**Activity 1:**
In the leprosy news report, who was the chief guest at the function?
**Activity 2:**
Reproduce the leprosy news report word for word from "KARACHI: Leprosy controlled" to "in the country.".

**Text shown:**
KARACHI: Leprosy controlled 4 years ahead of WHO target
By Our Staff Reporter
KARACHI, Jan 25: Speakers at a function on Saturday said that after controlling leprosy effectively the Marie Adelaide Leprosy Centre (MALC) was now trying to control TB and eye diseases in the country.
They were speaking at the function organized by the MALC to observe the 50th World Leprosy Day. They said that 50 years back a French human rights activists and a great friend of leprosy-affected people, Raoul Follereau, who had worked all through his life for the world’s oppressed minorities, celebrated the first World Leprosy Day on Jan 31, 1954.
The chief guest on the occasion, German Ambassador Dr Christoph Brummer, said that after controlling the disease in the country the next challenge before the MALC was to create awareness among the masses so that they did not hide or outcast the patients but brought them to the hospital soon when they came to know of the disease. He said cured patients must be accepted into the family and society and given love and care.
Earlier, MALC doctors said that after achieving the target of controlling leprosy in 1996, the National Leprosy Control Programme had moved on to the second phase of making the country free from leprosy.

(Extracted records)
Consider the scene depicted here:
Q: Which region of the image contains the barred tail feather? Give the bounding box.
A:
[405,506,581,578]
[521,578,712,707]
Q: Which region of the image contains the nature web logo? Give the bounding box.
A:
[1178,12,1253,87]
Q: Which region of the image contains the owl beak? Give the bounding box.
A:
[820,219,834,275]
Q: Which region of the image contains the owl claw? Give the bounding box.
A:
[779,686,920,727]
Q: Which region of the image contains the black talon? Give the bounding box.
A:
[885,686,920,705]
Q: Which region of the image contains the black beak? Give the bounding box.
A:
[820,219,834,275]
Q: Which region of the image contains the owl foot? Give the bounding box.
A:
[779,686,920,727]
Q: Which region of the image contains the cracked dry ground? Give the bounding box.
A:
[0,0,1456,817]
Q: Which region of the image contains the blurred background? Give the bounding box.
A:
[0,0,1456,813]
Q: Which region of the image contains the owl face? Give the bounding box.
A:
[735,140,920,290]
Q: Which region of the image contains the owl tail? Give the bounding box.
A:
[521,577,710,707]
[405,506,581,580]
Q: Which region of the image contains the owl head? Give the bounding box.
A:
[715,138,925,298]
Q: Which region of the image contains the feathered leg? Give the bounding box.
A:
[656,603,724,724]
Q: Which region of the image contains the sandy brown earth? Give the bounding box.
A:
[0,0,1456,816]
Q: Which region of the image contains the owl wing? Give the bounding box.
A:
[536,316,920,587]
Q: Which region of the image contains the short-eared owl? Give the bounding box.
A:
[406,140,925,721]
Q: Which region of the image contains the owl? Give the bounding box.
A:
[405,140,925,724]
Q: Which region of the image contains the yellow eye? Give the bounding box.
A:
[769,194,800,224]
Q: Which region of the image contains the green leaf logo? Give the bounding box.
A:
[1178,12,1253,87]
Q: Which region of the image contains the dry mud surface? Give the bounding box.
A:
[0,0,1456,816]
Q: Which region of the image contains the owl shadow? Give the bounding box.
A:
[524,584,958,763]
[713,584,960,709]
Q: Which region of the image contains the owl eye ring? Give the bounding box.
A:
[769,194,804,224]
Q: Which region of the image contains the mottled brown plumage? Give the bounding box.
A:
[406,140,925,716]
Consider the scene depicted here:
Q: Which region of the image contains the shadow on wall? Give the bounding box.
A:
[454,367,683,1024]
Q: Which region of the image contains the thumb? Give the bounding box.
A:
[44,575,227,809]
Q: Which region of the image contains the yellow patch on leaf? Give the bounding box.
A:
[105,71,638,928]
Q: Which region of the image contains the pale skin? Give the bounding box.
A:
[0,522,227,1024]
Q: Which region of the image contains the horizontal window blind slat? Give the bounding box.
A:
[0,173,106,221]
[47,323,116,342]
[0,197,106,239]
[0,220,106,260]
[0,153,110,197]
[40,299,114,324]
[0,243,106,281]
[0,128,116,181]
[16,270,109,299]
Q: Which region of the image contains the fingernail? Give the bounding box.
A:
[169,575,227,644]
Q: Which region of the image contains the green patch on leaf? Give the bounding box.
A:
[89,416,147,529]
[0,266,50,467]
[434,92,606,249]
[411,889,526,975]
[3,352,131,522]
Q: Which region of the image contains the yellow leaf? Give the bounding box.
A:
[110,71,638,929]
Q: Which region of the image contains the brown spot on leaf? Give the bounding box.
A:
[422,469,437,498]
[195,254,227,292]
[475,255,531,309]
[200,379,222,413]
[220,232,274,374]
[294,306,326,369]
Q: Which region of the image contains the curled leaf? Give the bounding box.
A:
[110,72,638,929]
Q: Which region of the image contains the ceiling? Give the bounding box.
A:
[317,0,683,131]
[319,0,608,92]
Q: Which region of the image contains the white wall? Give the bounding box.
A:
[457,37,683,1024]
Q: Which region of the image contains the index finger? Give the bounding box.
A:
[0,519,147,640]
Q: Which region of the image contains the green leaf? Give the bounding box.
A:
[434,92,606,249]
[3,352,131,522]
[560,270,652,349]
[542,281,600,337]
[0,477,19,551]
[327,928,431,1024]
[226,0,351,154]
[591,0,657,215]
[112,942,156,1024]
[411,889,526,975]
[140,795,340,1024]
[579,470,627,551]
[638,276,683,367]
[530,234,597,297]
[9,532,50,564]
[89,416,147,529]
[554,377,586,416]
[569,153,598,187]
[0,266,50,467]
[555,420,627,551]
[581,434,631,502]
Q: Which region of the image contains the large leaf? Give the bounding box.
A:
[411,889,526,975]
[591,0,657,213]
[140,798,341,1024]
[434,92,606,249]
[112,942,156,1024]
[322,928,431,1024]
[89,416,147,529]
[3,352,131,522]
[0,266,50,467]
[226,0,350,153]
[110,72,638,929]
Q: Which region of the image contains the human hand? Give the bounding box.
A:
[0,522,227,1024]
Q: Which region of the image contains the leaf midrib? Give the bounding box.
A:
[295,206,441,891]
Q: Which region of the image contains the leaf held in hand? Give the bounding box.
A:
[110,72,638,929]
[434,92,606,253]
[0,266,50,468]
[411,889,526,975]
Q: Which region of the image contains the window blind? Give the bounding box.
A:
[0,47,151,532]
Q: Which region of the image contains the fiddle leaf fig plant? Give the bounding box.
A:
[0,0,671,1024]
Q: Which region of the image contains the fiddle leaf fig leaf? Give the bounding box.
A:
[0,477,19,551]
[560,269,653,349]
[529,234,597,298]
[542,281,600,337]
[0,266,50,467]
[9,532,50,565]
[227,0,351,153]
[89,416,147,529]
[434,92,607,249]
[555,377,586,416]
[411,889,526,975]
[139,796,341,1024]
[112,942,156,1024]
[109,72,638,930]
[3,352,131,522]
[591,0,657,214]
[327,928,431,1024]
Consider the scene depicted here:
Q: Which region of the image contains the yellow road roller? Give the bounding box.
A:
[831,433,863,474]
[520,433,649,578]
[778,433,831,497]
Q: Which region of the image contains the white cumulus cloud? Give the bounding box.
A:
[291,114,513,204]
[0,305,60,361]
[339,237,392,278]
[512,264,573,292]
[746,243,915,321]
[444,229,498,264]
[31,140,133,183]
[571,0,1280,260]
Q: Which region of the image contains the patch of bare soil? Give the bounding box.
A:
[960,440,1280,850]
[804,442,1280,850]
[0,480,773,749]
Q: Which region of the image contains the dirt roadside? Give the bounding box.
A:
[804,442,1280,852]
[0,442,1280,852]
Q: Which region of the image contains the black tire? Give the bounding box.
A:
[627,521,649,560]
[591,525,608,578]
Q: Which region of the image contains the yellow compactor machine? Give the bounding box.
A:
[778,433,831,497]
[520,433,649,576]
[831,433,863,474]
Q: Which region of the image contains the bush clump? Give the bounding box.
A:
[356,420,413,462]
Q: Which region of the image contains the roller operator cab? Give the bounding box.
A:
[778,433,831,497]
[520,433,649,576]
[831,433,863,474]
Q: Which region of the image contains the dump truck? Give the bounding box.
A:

**Task solution 1:**
German Ambassador Dr Christoph Brummer

**Task solution 2:**
KARACHI: Leprosy controlled 4 years ahead of WHO target
By Our Staff Reporter
KARACHI, Jan 25: Speakers at a function on Saturday said that after controlling leprosy effectively the Marie Adelaide Leprosy Centre (MALC) was now trying to control TB and eye diseases in the country.